***** DOCUMENT EXCERPT *****

The Black Bay Fifty-Eight quickly became one of Tudor's flagship models. Its contained size, the neo-retro vibe, the Submariner Big Crown 7924 inspiration, all contributed to the watch's undeniable charm and immediate success with both watch enthusiasts and a more "mainstream" clientele. Following its introduction in 2018 with a black-dialed reference with guilt details, Tudor introduced a Navy Blue declination two years later that offers a different atmosphere, both sleeker and perhaps more contemporary. It is the success of this simple and effective renewal strategy that has allowed Tudor to maintain the momentum and interest around this model. In fact, in everyone's mind, the Black Bay Fifty-Eight is first and foremost the "Fifty-Eight", as if to remind us of its particular and autonomous dimension within the brand's catalog.
The year 2021 is marked by the amplification of this key role. The Fitfy-Eight is no longer a simple watch but a line. Two new references have been added to this line, which now includes 9 variations according to dial colors, strap types and now case materials. This year's big news is that the Fifty-Eight is now also available in yellow gold and 925 silver, but these materials are not the only feature of these two new models, because unlike the other references, they both have a see-though caseback that allows to see the MT5400 movement.
The Fifty-Eight 925 is my favorite new watch of the year from Tudor. I love the color range and it has a touch of excitement and uniqueness due to the use of an original material: 925 silver. It may seem surprising to talk about originality when mentioning silver, but the reality is that after being frequently used, this material had almost disappeared from watch cases. However, for several years, some brands had used it again and I think of Ralph Lauren with its Western watches or more recently Zenith with a limited series: the Pilot Type 20 Extra Special Silver. But it is with this Tudor Fifty-Eight that silver is really making a comeback: the size of the brand and the fact that it concerns one of its bestsellers give me this feeling.

***** DATA EXTRACT *****

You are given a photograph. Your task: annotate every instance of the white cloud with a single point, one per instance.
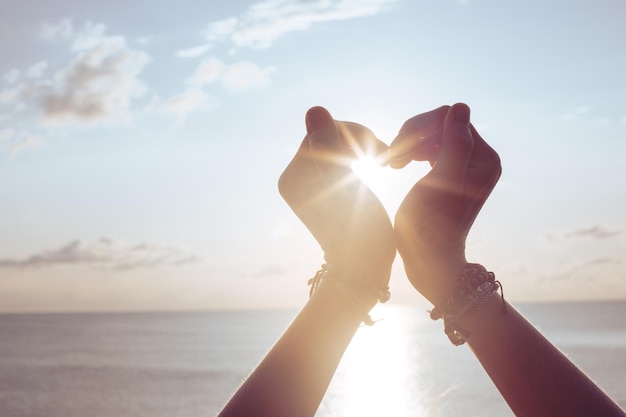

*****

◆ THINGS TO DO:
**A)** In the Fifty-Eight watch review, rewrite the stretch from "The year 2021" through "the MT5400 movement." with "yellow gold" swapped out for "bronze".
**B)** Write the next part of the Fifty-Eight watch review, picking up after its final sentence.

◆ THE RESULTS:
**A)**
The year 2021 is marked by the amplification of this key role. The Fitfy-Eight is no longer a simple watch but a line. Two new references have been added to this line, which now includes 9 variations according to dial colors, strap types and now case materials. This year's big news is that the Fifty-Eight is now also available in bronze and 925 silver, but these materials are not the only feature of these two new models, because unlike the other references, they both have a see-though caseback that allows to see the MT5400 movement.

**B)**
The number 925, which is found in the name of the watch, reminds us that it is not pure silver that is used but an alloy whose composition of the remaining 7.5% remains a secret. We can imagine that Tudor has adopted a similar approach to that of its bronze case, the objective being to obtain a stable material and adapted to the context of use of the watch. However, given the properties of silver, it is not necessary to use titanium for the part in contact with the skin. The case is therefore entirely made of this alloy if I put aside the see-through caseback of course. The question that remains will be to know how it will evolve over several years.
The interest of this alloy is triple. First, it makes Tudor's approach more daring in the context of a chromatic renewal of an existing model. Second, it gives originality and uniqueness to this version given the rarity of contemporary silver watches. Finally, and this is the main reason, or at least the most noticeable one, the alloy is perfectly adapted to the range of colors used.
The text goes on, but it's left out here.